ACTION ITEM: Count the lines below that carry the word "target". Answer with that number alone.

SUPPLIED DATA:

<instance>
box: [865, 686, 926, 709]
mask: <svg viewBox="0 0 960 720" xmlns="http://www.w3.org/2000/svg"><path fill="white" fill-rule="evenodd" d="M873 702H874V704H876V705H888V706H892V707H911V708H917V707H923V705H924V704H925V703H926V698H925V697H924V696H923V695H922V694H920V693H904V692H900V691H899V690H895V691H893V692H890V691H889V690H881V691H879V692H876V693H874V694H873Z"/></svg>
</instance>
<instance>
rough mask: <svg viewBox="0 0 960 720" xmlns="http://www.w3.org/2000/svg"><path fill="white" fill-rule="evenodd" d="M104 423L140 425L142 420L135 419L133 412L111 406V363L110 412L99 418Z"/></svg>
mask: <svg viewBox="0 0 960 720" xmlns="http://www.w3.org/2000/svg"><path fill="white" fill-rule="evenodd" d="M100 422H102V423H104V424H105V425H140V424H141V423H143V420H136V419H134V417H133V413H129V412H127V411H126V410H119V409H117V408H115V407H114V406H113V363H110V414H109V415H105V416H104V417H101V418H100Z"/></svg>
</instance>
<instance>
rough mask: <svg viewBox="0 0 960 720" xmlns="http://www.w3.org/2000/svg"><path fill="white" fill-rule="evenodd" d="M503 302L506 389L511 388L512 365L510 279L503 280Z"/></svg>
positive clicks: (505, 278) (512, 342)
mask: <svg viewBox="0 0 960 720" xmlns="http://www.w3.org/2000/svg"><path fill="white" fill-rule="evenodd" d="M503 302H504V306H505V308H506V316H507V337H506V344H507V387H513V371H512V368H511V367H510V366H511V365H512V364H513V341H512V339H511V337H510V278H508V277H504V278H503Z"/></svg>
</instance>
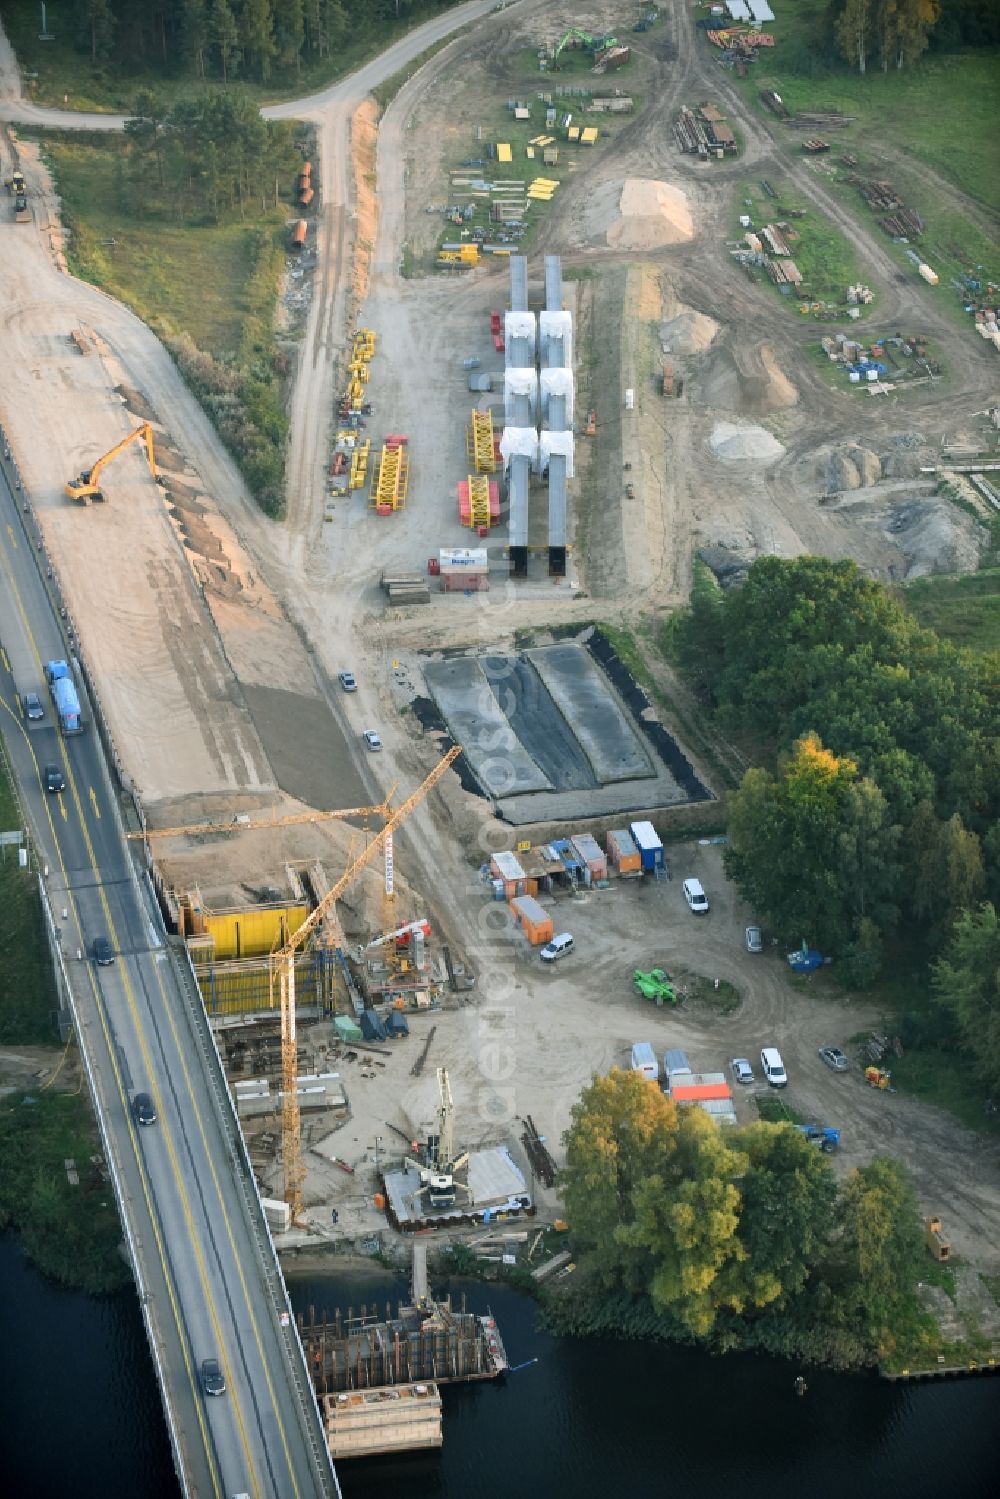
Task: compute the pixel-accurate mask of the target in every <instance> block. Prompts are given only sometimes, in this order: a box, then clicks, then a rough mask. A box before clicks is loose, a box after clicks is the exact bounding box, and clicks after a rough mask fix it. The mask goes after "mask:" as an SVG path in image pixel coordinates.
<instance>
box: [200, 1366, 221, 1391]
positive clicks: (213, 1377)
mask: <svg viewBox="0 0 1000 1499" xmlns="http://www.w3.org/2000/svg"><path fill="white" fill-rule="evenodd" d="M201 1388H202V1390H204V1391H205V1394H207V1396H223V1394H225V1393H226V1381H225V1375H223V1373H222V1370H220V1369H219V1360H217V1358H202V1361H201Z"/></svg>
...
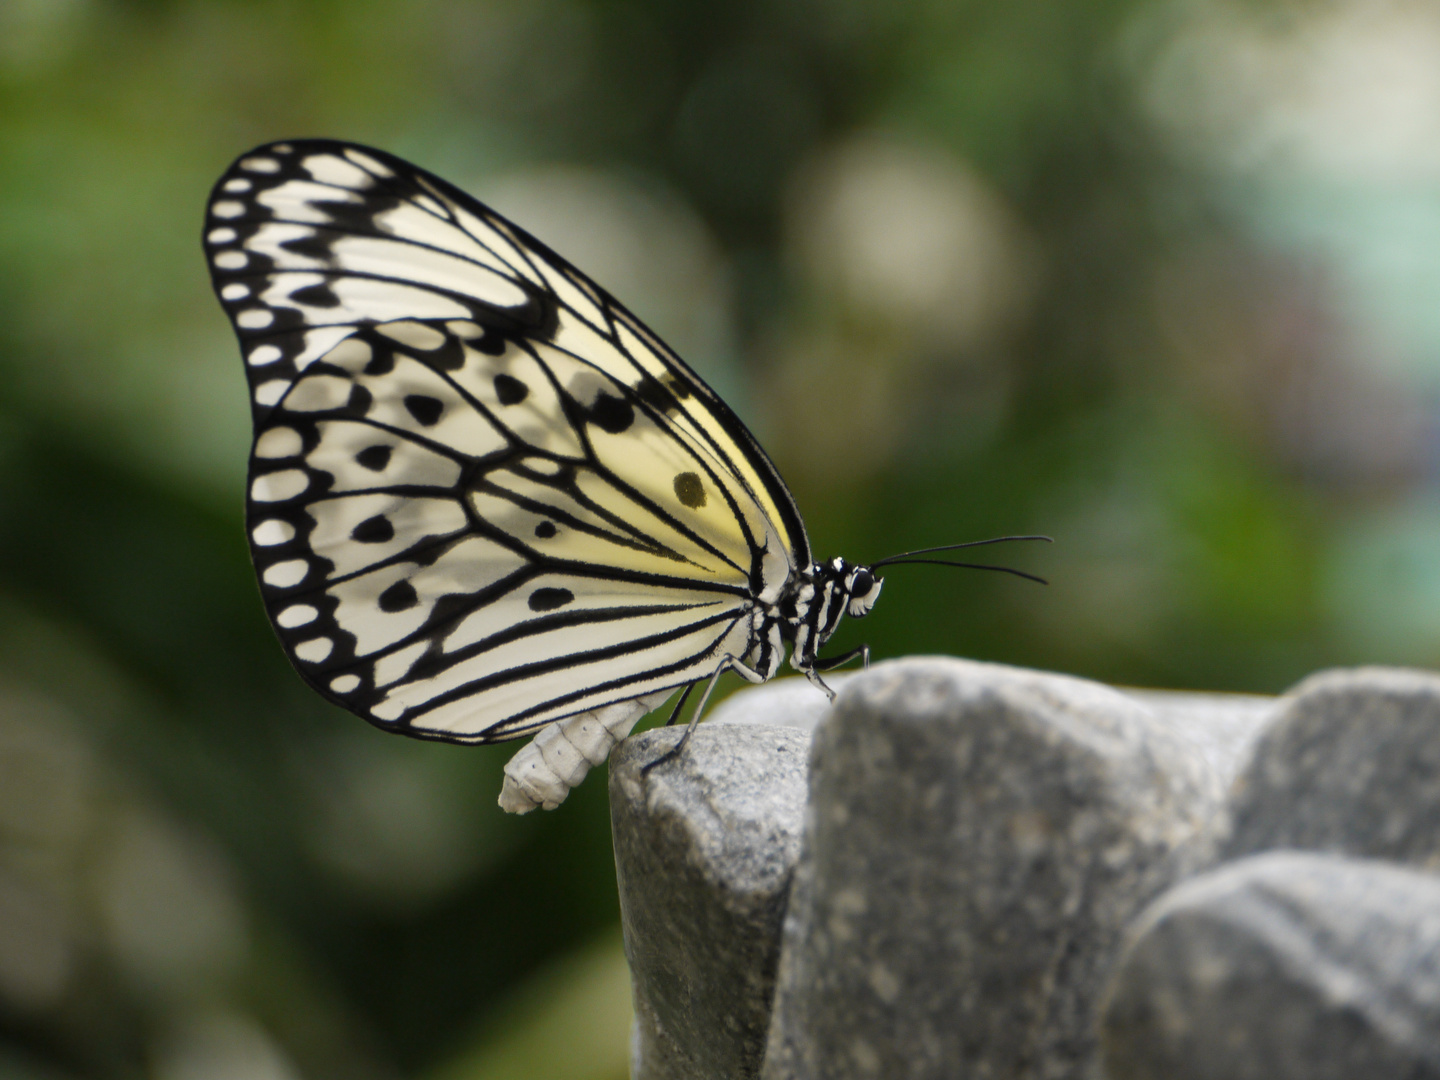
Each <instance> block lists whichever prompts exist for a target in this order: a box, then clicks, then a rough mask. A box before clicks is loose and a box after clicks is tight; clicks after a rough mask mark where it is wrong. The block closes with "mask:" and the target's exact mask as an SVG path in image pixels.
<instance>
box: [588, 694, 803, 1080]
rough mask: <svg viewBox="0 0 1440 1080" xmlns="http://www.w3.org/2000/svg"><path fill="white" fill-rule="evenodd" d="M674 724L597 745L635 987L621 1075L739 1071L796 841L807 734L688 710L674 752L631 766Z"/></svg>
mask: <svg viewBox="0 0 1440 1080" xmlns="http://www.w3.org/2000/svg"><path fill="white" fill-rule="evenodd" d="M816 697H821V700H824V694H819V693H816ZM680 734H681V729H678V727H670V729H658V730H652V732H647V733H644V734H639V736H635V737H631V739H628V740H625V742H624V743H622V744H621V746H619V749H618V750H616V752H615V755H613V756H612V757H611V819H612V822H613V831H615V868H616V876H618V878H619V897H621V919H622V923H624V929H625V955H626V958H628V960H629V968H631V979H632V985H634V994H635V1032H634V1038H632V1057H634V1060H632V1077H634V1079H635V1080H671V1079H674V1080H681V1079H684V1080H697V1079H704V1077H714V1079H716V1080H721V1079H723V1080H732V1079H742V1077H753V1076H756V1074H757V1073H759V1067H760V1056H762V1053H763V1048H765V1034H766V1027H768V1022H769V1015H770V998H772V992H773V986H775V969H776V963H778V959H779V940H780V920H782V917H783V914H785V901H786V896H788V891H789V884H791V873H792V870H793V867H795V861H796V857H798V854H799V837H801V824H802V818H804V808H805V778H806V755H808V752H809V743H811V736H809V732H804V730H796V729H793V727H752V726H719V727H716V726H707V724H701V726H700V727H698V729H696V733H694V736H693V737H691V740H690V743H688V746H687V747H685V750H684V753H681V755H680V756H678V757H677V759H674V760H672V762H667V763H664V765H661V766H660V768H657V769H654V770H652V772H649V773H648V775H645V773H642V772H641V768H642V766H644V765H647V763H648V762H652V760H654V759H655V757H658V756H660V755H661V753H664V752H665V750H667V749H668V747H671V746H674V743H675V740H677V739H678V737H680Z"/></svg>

ANSWER: 2